#### [Work to be completed]
Copy word for word the lines of the listing below, beginning with the line that contains "Each instance gets a single point. Label the cloud" and continuing through the line that contains "(1046, 706)", both included.
## Begin Input for this task
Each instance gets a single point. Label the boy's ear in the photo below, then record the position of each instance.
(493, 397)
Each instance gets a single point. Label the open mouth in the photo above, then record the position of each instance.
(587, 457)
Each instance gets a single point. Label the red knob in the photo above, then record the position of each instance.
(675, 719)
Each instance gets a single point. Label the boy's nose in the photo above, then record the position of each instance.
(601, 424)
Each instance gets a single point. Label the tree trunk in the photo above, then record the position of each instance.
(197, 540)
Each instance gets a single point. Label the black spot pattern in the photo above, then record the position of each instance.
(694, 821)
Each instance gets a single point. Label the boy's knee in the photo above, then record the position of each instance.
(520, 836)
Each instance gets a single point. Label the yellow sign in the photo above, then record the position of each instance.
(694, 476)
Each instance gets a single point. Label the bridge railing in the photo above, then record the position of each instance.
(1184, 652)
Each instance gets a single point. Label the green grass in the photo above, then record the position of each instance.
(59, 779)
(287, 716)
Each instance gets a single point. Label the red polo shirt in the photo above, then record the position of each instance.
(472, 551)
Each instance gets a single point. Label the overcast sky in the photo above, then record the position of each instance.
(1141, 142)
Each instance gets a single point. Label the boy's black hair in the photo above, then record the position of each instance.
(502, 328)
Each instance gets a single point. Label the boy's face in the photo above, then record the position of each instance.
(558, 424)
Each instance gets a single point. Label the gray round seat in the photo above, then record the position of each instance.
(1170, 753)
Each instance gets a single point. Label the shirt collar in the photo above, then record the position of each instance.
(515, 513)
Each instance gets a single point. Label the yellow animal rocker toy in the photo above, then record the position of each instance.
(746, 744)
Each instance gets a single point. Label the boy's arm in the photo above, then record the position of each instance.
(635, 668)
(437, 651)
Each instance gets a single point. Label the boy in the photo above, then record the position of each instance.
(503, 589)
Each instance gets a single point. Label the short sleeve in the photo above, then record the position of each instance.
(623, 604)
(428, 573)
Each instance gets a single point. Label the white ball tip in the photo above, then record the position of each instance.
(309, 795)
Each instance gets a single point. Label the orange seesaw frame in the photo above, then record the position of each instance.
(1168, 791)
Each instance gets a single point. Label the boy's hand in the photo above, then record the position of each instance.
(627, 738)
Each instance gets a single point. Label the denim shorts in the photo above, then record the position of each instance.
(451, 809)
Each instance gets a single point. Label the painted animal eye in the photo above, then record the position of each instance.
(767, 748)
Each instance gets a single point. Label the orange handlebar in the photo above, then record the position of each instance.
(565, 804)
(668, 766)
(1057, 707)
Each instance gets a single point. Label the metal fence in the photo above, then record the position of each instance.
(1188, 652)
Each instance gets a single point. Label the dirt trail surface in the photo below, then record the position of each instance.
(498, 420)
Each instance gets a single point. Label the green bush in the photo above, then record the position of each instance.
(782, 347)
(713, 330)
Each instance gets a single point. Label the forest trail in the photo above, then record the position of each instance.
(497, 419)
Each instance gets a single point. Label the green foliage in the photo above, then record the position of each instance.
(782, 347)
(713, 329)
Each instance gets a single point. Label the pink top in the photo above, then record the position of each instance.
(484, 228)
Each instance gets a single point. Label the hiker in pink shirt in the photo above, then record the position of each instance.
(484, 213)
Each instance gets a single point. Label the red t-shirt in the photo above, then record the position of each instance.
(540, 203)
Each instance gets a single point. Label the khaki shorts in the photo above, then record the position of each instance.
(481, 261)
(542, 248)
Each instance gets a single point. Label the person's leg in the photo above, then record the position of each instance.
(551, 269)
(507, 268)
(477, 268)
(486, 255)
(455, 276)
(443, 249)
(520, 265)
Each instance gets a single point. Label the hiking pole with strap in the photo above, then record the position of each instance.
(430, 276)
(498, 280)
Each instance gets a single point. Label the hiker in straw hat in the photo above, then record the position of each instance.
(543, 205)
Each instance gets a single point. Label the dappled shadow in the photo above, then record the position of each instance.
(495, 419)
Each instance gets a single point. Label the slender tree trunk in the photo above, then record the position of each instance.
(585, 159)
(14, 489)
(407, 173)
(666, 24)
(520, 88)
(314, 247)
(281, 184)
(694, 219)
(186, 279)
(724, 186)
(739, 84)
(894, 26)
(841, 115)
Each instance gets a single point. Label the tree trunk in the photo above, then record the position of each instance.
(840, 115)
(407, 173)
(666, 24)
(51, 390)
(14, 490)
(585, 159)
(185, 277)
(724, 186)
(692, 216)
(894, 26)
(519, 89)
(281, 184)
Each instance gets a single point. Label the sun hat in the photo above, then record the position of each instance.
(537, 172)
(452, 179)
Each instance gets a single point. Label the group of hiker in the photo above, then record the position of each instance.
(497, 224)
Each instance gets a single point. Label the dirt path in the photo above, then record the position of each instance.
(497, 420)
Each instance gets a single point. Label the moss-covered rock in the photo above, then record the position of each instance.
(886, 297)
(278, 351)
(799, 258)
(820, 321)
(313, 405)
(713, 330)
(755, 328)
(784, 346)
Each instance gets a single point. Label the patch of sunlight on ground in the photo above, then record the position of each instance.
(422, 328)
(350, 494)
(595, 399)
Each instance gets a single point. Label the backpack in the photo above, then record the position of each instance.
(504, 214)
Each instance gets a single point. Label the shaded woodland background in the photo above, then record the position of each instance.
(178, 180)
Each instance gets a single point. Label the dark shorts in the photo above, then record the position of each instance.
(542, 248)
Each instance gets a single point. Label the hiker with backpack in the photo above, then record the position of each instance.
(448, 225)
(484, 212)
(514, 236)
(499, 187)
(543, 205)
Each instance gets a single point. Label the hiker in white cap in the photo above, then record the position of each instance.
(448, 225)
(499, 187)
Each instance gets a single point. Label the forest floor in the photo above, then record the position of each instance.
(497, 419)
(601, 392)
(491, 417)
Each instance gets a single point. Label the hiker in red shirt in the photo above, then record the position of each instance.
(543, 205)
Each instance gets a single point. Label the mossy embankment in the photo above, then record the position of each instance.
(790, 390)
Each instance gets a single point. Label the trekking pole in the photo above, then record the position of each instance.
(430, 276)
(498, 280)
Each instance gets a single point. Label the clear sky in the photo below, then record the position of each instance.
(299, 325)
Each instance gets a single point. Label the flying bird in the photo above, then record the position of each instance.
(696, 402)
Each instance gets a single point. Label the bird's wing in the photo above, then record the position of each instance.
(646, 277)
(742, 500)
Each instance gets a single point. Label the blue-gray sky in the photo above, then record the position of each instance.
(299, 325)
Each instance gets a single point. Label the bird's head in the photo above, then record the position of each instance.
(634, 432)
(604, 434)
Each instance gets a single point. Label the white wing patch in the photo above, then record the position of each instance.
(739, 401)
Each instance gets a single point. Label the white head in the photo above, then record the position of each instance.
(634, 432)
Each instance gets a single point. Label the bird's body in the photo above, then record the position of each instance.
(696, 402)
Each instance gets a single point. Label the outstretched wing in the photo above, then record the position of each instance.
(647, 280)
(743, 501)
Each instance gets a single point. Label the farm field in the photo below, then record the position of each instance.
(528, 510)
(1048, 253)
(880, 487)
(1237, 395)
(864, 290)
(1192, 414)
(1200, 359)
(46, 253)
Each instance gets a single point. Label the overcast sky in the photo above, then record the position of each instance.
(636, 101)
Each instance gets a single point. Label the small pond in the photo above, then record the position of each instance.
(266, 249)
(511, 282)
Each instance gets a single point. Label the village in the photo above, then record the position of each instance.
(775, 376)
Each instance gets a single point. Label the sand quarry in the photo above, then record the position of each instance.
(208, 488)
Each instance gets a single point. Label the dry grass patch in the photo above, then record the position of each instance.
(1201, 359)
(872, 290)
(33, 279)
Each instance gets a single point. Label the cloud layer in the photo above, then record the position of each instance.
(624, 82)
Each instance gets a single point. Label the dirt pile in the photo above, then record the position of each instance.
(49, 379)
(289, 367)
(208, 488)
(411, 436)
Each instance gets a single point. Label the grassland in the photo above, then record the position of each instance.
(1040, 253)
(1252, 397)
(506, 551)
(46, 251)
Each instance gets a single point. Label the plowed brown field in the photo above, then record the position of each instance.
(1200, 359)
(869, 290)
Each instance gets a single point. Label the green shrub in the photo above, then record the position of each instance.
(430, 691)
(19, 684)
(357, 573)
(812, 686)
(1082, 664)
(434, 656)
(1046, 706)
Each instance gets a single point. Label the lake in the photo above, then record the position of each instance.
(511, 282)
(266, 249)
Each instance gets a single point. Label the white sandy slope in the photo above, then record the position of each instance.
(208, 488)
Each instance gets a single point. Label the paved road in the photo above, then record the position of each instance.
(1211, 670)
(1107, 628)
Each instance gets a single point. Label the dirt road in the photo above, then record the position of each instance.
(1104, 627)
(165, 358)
## End Input for this task
#### [Solution to this exercise]
Each instance gets a single point. Label the cloud layer in the photo above, then record the position of each instance.
(624, 82)
Each instance gets a single point. Label the dirt pile in the photo above, then record the position of each instance.
(49, 379)
(289, 367)
(208, 488)
(411, 436)
Each instance gets a single point. Label the grassland in the photo above, then record the position of each instance.
(1040, 253)
(1252, 397)
(506, 551)
(46, 251)
Each instance gets a single point. Label the plowed brown field in the photo above, then record the position of each instance.
(1200, 359)
(869, 290)
Each instance gets a single point. Label the green shrub in the photo above, then record the position of each instance.
(430, 691)
(19, 684)
(357, 573)
(812, 686)
(1082, 664)
(434, 656)
(1046, 706)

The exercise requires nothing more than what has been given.